Image point grounding data
········

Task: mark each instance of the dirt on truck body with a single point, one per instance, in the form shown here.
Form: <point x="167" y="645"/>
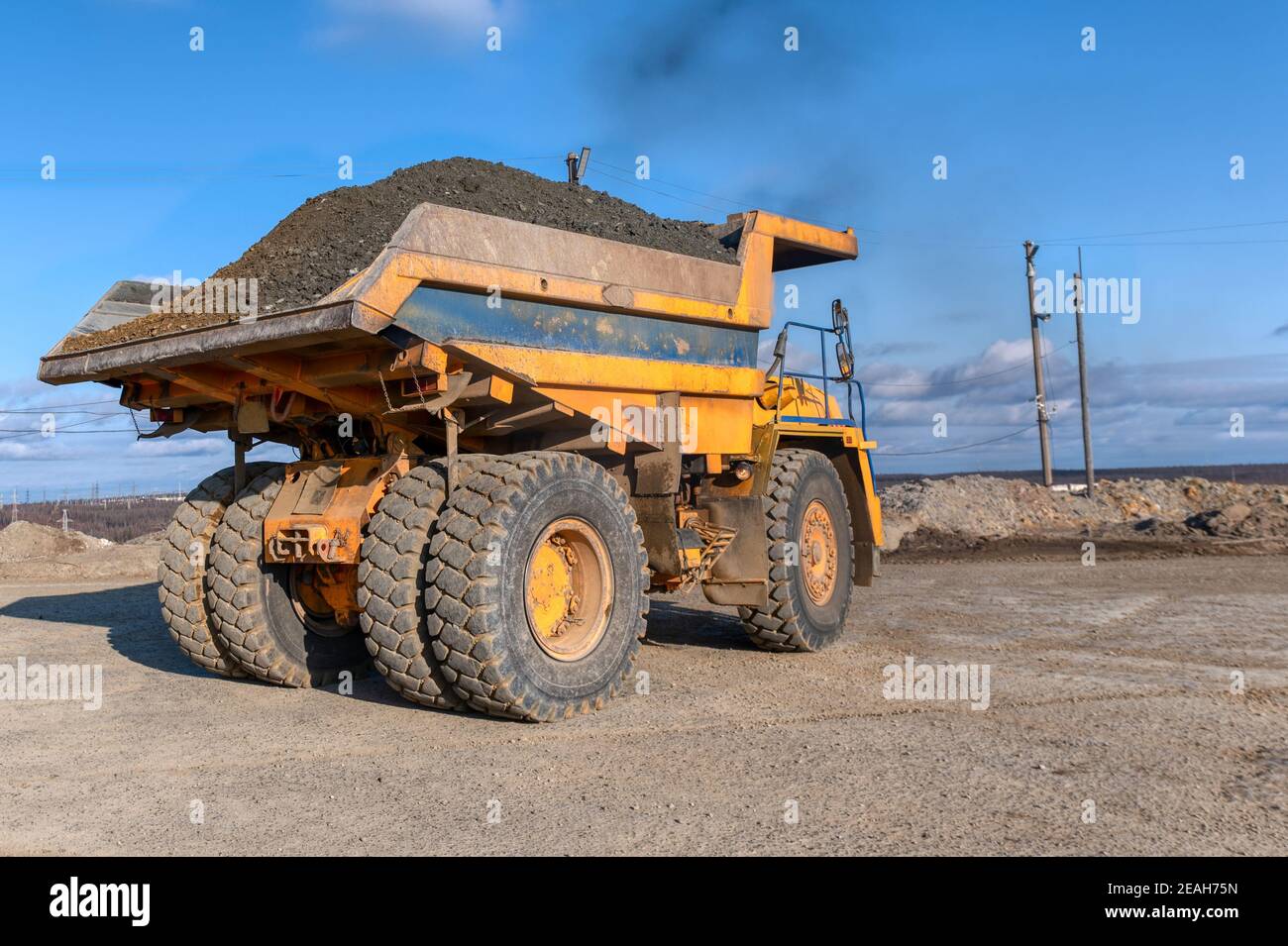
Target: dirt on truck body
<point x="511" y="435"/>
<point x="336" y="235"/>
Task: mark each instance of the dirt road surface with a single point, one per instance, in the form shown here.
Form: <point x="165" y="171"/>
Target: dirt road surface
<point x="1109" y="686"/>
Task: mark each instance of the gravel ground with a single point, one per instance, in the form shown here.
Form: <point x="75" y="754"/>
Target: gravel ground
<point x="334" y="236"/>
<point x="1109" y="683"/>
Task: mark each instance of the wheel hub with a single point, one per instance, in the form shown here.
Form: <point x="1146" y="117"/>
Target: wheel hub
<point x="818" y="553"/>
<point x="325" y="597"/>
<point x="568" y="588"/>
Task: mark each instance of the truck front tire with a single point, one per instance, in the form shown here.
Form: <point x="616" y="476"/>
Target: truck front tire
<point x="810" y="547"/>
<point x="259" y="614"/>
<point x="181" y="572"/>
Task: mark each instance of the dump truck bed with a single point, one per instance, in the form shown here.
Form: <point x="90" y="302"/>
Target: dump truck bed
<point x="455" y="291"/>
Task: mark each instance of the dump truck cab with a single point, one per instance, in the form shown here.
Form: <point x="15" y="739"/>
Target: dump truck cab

········

Output each record above word for word, leaving out images.

Task: mark each instance of the dirt on truck body with a single point, one per instance, in the form shown here.
Form: <point x="167" y="645"/>
Target: dirt on truck body
<point x="511" y="435"/>
<point x="336" y="235"/>
Task: mark each instance of the dirt road surface with a single point, one per instance, in the form shown here.
Form: <point x="165" y="171"/>
Target: dirt road surface
<point x="1109" y="686"/>
Task: mark each instance of the gravel ground with a single point, one per instance, in the form shown here.
Form: <point x="75" y="754"/>
Target: gravel ground
<point x="334" y="236"/>
<point x="1109" y="683"/>
Task: mark each instance of the wheel hub with a single point, one per instance, in the form shown here.
Form: <point x="1146" y="117"/>
Target: wheel hub
<point x="818" y="553"/>
<point x="325" y="597"/>
<point x="568" y="588"/>
Task: mark each instance of the truck front tire with a single point, one per instance, in the form shown here.
Form: <point x="616" y="476"/>
Target: truck front tire
<point x="810" y="547"/>
<point x="259" y="614"/>
<point x="181" y="572"/>
Task: mark each instance of the dump truck bed with a single point, one per instance, in the form shown here.
Form: <point x="90" y="302"/>
Target: dump truck bed
<point x="455" y="291"/>
Task: mark each instance of the dump truck cab with a single point, one per instance, in the form shown here.
Form: <point x="15" y="739"/>
Target: dump truck cab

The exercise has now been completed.